About a month ago I explained that “The
Robo-Signing Mess Is Just the Tip of the Iceberg, Mortgage Putbacks
Will Be the Harbinger of the Collapse of Big Banks that Will Dwarf 2008!”
and literally days later Bank of America was hit with a massive $47
billion put back request from investors. The CEO vowed to fight the
requests, but now seems amenable to settle. What do you think all of the
other investors will do if or when this bank (or other banks) cave
without a fight? Now we have Bank of America negotiating with PIMCO over $47 billion of put backs:
Bank of America
Corp., after vowing to fight requests that it repurchase certain loans,
has begun potential settlement discussions with some of its largest
mortgage investors, according to people familiar with the situation.
The group discussing a possible
settlement with the nation’s largest bank as measured by assets
includes the Federal Reserve Bank of New York, government-owned
mortgage company Freddie Mac, BlackRock Inc. and Allianz SE’s Pacific Investment Management Co., or Pimco, a unit of Allianz SE.
The approach appears to be a major shift in strategy for Chief Executive Officer Brian Moynihan,
who in November pledged to engage in “day-to-day, hand-to-hand combat”
on investor requests to repurchase flawed mortgages made before the
U.S. housing collapse.
Now, what is really the value of these securities and assets that
Moynihan is trying to dump so aggressively? Let’s look at the Fed’s
recent disclosures to find out. The asset buying binge that we are
focusing on today was aided by the Public/Private Investment Program
(PPIP, see Reggie Middleton’s Overview of the Public-Private Investment Program). The “stated goal”
of the Public-Private Investment Program is “to strengthen capital base
of financial institutions and enhance their ability to lend, ensure
efficient price discovery of legacy assets by involving private players
and minimizing the risk to taxpayers while providing opportunity to
private players to earn sufficient returns.” I have raised concerns that
this program is actually a backdoor bailout and would enable sole
sourcing in lieu of open market, competitive bids. Thanks to Bloomberg’s
FOIL suit against the Federal Reserve, we can now see how correct I
have been in my warnings and proclamations regarding funny business in
the MBS markets. Let’s take a look see.
The Government’s MBS Purchase Program
As we highlighted in Reggie Middleton’s Overview of the Public-Private Investment Program,
price discovery has to occur at a natural level for a sustainable bull
market which was not a prominent feature of the PPIP. In “Reggie Middleton on PPIP, part 2” Thursday,
March 26th, 2009 I gave explicit examples of how collusion and price
manipulation could take place in the absence of true price discovery.

* **WRITTEN INSTRUCTION 1**
According to the text on Bank of America's mortgage putbacks, how much did investors ask the bank to repurchase?
The text and the listing have no connection to each other.

* **RECORDS**
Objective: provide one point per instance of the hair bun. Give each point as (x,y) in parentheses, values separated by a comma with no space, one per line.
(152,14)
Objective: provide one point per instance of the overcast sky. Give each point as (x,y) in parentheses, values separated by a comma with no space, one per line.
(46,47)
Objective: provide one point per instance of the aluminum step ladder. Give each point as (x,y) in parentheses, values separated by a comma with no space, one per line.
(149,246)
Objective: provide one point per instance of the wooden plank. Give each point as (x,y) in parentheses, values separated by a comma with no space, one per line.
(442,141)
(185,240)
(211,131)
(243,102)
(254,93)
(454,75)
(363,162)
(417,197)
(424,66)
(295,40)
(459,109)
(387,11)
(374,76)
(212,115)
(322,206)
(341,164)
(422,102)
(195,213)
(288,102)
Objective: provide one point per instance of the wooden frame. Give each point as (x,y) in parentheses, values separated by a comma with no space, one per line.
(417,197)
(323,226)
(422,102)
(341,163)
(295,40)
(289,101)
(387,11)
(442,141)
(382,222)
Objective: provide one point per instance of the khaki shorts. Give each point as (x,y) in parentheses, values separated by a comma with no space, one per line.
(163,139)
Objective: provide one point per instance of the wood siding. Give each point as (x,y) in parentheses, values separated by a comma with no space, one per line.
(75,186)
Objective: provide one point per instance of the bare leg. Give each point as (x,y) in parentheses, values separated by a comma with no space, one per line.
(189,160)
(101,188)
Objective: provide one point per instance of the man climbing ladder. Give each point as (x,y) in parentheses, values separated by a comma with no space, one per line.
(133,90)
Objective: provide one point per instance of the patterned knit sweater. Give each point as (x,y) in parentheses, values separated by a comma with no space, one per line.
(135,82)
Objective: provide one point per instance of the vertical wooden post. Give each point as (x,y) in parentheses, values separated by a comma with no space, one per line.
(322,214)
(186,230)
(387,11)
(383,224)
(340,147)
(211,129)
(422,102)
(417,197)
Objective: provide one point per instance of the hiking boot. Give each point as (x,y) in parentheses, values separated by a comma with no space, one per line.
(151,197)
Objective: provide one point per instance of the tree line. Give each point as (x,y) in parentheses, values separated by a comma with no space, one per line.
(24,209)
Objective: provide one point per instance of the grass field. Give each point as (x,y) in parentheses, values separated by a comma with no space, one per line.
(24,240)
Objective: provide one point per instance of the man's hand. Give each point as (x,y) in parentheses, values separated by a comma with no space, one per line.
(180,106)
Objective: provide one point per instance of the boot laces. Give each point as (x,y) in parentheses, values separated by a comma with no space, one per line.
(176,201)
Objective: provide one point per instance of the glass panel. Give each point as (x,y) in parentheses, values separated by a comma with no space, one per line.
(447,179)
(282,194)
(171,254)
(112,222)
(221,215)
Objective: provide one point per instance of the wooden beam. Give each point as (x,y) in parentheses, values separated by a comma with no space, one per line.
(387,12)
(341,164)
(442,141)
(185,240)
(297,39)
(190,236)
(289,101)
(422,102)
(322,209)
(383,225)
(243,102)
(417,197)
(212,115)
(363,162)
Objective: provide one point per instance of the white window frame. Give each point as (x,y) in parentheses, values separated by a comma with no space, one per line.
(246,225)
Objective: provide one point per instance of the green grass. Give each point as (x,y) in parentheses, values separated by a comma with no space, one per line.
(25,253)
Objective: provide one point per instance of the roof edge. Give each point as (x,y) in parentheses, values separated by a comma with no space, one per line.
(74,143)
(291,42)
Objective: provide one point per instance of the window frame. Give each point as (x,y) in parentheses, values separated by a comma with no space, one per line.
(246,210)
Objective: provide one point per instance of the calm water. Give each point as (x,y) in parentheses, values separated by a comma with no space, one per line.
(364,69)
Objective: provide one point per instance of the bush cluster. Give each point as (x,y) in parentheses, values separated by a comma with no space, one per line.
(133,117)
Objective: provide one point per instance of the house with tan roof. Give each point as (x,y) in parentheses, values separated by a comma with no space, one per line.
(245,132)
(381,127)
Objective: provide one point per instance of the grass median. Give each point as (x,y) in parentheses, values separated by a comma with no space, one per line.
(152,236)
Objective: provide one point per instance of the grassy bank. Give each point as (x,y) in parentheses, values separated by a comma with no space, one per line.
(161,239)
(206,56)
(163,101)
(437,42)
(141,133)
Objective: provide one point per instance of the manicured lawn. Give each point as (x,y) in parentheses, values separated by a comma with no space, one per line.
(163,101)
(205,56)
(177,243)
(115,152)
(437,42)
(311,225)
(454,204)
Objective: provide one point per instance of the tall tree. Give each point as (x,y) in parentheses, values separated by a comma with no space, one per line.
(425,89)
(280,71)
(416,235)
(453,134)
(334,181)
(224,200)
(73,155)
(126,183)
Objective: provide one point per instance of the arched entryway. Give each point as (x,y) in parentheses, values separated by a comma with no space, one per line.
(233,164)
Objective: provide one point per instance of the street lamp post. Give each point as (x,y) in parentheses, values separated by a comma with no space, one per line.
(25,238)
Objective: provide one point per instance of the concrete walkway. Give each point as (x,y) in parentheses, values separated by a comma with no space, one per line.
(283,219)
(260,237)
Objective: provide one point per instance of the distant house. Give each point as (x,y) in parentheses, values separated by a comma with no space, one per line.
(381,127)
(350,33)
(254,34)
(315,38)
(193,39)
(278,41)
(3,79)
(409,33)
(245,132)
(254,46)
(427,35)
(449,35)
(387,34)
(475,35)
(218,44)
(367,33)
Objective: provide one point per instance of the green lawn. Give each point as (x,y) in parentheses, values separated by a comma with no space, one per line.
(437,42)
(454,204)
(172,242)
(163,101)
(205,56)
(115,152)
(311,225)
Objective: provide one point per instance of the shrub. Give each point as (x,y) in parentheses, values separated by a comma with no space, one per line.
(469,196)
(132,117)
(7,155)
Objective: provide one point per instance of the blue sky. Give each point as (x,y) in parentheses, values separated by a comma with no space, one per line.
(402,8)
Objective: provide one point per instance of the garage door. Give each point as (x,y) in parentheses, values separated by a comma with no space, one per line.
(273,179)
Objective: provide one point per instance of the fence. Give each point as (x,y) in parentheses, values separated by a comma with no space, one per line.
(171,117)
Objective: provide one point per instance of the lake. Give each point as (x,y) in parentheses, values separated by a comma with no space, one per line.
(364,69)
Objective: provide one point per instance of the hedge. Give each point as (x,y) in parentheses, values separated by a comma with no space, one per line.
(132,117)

* **WRITTEN INSTRUCTION 2**
Extract every line of the listing that contains the word "window". Case matters.

* **FULL RESPONSE 1**
$47 billion.

* **FULL RESPONSE 2**
Objective: provide one point per instance of the white window frame. Give each point as (x,y) in parentheses, values separated by a comma with no space, one per line.
Objective: provide one point per instance of the window frame. Give each point as (x,y) in parentheses, values separated by a comma with no space, one per line.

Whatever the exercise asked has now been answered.